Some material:
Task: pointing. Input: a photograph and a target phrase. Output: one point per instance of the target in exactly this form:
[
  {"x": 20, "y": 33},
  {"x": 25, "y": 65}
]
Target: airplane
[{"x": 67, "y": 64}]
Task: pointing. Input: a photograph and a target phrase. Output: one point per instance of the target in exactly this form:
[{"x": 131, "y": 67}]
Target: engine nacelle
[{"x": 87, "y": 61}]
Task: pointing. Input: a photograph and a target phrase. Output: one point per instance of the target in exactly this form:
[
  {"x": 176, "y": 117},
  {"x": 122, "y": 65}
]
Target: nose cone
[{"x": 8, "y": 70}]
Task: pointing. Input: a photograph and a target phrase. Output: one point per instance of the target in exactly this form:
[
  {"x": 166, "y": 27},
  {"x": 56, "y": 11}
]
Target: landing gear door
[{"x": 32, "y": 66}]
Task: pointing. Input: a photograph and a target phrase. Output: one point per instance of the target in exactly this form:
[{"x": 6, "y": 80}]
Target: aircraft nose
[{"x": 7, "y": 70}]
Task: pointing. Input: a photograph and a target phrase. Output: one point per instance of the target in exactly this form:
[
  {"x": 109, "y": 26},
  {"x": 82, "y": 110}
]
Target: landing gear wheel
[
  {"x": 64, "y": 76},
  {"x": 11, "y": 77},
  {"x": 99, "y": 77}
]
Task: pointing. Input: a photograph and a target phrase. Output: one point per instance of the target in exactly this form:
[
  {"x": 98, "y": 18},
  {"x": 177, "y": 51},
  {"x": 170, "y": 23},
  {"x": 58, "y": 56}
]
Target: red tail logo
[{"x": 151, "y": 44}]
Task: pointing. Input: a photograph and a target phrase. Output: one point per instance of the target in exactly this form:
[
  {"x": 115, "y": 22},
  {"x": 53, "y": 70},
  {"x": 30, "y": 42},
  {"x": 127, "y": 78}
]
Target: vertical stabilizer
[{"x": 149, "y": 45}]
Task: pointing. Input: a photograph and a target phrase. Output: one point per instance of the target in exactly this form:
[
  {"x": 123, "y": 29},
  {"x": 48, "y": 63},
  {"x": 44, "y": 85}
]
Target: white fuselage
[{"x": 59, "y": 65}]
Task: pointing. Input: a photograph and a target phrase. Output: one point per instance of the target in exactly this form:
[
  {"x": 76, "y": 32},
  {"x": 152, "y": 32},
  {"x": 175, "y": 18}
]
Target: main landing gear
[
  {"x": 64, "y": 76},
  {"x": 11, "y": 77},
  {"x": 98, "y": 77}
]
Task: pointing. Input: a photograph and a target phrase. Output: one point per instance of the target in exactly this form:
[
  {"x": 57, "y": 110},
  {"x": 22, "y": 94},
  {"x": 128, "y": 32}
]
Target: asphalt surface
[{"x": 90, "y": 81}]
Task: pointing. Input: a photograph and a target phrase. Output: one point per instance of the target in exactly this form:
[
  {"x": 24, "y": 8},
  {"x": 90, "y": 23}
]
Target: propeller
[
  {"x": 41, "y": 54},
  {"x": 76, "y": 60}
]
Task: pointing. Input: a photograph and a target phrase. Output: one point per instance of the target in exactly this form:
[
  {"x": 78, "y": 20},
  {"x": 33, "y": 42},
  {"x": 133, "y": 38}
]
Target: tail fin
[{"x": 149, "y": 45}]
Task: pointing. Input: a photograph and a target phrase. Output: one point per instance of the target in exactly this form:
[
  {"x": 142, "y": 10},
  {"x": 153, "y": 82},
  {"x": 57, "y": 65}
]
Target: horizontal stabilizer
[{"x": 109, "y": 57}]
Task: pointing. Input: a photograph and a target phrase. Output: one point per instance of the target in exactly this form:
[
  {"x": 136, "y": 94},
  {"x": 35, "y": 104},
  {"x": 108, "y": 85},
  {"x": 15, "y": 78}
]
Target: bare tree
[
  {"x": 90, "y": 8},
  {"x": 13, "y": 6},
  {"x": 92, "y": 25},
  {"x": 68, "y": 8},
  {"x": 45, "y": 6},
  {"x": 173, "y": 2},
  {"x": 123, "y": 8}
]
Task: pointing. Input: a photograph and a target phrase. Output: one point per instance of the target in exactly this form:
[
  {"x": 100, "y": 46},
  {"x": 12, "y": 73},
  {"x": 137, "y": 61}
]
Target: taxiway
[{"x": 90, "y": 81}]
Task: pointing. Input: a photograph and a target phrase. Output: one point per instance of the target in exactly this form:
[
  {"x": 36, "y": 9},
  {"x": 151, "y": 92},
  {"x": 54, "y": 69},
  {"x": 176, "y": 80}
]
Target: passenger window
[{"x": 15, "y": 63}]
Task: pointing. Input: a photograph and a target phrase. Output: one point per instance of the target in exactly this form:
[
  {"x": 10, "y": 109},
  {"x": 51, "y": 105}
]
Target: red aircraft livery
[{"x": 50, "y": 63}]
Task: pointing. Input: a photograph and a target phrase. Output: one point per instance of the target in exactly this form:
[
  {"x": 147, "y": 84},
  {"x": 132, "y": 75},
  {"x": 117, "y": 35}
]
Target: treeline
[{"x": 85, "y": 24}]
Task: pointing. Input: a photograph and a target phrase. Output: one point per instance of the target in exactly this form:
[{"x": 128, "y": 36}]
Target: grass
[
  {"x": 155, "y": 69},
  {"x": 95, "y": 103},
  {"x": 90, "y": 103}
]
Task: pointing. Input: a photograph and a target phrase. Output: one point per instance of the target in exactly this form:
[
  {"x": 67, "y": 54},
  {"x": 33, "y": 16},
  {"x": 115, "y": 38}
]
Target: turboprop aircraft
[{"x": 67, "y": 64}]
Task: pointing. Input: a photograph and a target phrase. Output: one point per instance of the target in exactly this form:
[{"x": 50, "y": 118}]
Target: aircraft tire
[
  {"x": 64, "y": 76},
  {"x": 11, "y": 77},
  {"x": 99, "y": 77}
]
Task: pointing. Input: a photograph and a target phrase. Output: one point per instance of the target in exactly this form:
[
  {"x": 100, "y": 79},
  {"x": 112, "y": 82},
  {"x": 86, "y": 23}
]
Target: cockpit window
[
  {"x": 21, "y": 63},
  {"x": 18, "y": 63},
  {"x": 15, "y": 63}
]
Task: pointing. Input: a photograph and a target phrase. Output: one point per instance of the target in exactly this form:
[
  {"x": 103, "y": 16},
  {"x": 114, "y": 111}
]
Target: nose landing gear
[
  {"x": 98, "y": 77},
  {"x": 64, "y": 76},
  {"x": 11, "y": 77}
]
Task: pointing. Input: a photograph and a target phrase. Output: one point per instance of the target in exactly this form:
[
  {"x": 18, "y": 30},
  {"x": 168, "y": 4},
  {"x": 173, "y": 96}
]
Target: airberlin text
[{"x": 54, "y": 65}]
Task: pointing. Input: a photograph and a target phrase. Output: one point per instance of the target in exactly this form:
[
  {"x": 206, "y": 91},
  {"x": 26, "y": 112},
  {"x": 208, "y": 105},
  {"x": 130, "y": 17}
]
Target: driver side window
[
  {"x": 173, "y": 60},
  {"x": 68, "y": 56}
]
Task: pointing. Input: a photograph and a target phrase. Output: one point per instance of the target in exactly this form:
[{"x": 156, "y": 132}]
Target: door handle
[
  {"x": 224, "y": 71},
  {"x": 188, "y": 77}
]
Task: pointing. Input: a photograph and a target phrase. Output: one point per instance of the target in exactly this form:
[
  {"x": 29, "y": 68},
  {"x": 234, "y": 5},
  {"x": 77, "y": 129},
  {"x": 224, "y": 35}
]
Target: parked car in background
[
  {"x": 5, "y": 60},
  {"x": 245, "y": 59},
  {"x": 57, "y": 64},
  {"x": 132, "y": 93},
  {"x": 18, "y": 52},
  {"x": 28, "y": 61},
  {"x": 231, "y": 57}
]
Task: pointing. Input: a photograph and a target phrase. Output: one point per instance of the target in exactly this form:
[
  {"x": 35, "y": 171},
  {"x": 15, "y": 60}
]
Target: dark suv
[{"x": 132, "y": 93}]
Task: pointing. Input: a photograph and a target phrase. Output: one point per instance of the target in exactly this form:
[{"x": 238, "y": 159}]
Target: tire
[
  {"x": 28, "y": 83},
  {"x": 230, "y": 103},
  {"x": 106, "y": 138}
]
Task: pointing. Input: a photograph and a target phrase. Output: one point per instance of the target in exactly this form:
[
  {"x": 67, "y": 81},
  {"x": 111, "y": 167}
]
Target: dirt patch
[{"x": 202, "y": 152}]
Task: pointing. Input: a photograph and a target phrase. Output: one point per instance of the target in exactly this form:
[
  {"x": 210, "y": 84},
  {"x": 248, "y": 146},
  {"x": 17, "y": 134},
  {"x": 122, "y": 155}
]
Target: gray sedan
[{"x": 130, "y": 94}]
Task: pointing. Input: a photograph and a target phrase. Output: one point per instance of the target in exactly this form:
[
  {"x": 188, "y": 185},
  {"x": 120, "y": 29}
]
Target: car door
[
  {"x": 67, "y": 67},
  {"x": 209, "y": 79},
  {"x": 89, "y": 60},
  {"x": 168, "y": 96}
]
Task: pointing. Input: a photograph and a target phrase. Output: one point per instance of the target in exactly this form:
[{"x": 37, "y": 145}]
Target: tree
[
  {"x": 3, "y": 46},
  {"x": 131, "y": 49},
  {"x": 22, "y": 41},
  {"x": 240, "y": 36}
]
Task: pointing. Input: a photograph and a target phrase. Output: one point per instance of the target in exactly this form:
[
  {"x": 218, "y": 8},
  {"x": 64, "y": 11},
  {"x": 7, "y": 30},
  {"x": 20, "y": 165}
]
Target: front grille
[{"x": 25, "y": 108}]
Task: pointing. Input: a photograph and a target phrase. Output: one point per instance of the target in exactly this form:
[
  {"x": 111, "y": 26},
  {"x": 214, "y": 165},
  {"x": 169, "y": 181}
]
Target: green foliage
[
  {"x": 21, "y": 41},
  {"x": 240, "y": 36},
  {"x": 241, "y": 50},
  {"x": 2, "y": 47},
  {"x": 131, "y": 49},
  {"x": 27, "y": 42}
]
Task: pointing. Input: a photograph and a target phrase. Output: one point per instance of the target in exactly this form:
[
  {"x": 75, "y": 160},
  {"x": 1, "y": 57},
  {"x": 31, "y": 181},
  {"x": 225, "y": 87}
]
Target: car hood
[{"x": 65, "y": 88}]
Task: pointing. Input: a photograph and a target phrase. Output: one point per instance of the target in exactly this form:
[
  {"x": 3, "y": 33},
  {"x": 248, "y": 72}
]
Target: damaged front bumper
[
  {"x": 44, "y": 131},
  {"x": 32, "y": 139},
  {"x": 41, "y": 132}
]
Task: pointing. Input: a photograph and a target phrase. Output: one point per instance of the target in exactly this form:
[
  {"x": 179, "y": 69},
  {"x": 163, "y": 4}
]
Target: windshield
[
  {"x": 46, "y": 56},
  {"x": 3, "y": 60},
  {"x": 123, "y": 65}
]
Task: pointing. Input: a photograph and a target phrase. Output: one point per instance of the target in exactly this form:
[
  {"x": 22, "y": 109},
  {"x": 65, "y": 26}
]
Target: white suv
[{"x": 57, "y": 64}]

__Task to complete__. Collect every line of the material above that contains the word "front".

__Result for this task__.
Target: front grille
Target: damaged front bumper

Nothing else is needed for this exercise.